■ **Collected data**:
[Start of Attachment]

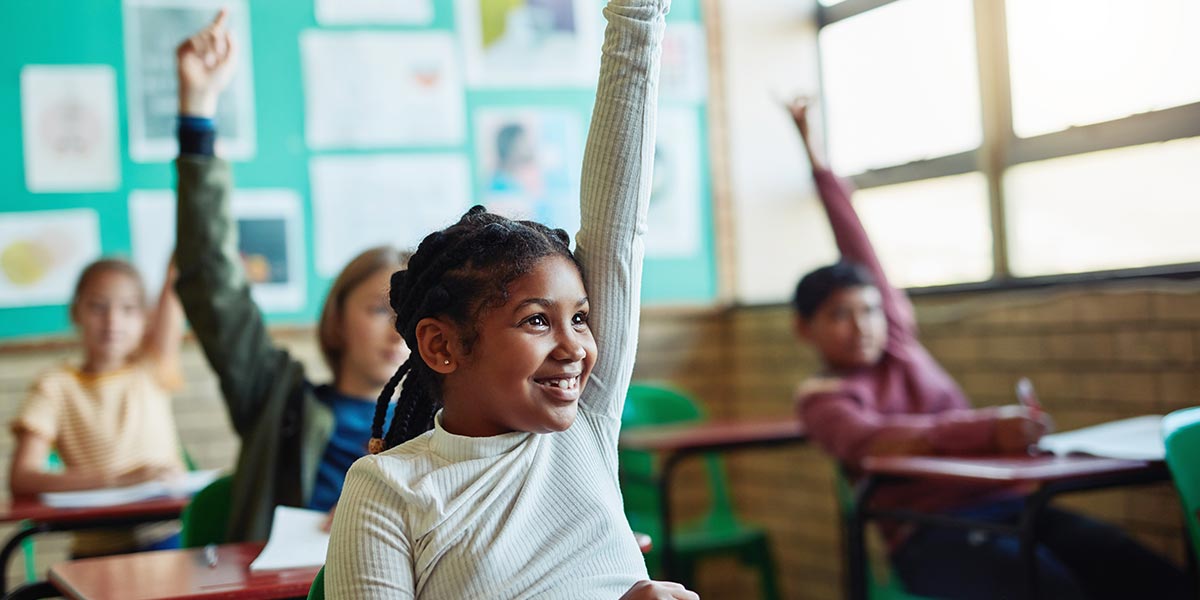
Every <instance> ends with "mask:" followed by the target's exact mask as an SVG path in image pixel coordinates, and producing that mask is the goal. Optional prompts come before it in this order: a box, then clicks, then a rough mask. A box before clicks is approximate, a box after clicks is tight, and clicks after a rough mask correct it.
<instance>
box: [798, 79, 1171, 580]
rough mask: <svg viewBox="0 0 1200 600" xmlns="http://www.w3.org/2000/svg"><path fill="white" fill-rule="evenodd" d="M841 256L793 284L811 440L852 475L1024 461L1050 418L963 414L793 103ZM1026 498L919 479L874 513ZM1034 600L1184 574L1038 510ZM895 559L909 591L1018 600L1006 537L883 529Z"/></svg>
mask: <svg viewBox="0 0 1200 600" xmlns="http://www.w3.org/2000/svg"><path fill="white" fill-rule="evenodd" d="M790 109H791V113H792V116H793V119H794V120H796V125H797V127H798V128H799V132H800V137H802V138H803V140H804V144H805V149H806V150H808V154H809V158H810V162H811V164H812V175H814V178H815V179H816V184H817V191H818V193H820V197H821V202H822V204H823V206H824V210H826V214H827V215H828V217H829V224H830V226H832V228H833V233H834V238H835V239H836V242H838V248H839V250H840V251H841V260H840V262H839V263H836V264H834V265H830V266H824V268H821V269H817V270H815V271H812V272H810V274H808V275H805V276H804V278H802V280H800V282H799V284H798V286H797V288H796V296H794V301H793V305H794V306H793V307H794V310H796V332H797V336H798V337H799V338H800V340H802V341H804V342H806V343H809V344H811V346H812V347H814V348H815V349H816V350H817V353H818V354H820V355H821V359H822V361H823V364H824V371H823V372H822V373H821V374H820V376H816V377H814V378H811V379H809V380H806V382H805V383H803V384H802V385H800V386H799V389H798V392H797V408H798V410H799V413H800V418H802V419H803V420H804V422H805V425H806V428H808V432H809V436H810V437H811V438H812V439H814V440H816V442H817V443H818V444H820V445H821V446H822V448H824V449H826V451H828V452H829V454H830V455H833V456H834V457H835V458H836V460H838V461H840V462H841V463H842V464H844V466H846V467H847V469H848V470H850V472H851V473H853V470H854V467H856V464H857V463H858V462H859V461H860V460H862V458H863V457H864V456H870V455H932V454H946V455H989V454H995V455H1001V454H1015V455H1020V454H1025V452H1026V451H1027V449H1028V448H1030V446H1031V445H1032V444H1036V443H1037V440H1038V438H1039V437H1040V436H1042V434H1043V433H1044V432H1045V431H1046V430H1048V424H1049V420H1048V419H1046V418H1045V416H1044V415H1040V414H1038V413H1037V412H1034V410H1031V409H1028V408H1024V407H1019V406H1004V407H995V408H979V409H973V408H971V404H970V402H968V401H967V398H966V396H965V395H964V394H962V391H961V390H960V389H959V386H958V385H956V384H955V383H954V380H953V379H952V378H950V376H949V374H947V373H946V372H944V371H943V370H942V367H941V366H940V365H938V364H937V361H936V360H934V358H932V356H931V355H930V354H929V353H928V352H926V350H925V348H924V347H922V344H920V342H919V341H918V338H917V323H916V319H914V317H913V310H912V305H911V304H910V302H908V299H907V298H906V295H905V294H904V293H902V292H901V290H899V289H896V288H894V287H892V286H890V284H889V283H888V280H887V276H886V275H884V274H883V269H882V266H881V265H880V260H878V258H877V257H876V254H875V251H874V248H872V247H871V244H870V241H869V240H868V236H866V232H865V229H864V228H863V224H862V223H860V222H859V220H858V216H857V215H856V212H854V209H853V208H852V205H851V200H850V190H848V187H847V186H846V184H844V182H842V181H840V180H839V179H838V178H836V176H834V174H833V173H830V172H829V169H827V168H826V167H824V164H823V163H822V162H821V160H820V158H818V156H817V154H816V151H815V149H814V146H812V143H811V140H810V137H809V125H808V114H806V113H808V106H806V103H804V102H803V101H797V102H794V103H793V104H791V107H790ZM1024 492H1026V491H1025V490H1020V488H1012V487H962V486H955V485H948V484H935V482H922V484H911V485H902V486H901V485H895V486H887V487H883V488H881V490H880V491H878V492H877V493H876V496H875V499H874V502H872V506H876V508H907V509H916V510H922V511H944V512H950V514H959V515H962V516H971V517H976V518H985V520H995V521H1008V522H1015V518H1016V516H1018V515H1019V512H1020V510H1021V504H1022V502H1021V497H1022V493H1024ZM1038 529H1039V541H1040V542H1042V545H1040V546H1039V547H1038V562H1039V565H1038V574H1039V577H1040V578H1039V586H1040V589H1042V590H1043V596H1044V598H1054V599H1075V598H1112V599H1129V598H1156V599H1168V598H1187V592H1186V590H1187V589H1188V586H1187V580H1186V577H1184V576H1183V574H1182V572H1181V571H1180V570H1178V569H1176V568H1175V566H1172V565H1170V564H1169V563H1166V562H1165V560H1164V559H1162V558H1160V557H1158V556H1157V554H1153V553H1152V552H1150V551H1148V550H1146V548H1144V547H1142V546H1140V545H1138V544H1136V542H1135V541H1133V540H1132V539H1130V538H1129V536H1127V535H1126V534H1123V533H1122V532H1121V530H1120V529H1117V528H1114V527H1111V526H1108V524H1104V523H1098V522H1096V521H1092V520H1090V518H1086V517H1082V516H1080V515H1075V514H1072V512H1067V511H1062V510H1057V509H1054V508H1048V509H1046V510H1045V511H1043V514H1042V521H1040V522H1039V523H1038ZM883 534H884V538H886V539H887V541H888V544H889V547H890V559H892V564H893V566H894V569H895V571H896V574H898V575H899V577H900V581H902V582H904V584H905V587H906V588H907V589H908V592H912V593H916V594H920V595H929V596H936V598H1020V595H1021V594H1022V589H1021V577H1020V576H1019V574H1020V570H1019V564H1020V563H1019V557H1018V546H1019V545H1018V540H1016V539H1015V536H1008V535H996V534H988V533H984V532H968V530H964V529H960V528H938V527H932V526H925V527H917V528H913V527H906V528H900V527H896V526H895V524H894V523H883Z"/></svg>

[End of Attachment]

■ **Exercise instructions**: Isolate the lines above that contain the word "instance" and copy them.

■ **Final answer**:
Every <instance> ends with "mask:" followed by the target's exact mask as an SVG path in image pixel coordinates, and producing that mask is the goal. Optional prompts come before it in this order: a box, then clicks, then a rough mask. A box before clicks is approximate, a box after clicks is tight, and clicks after a rough mask correct it.
<instance>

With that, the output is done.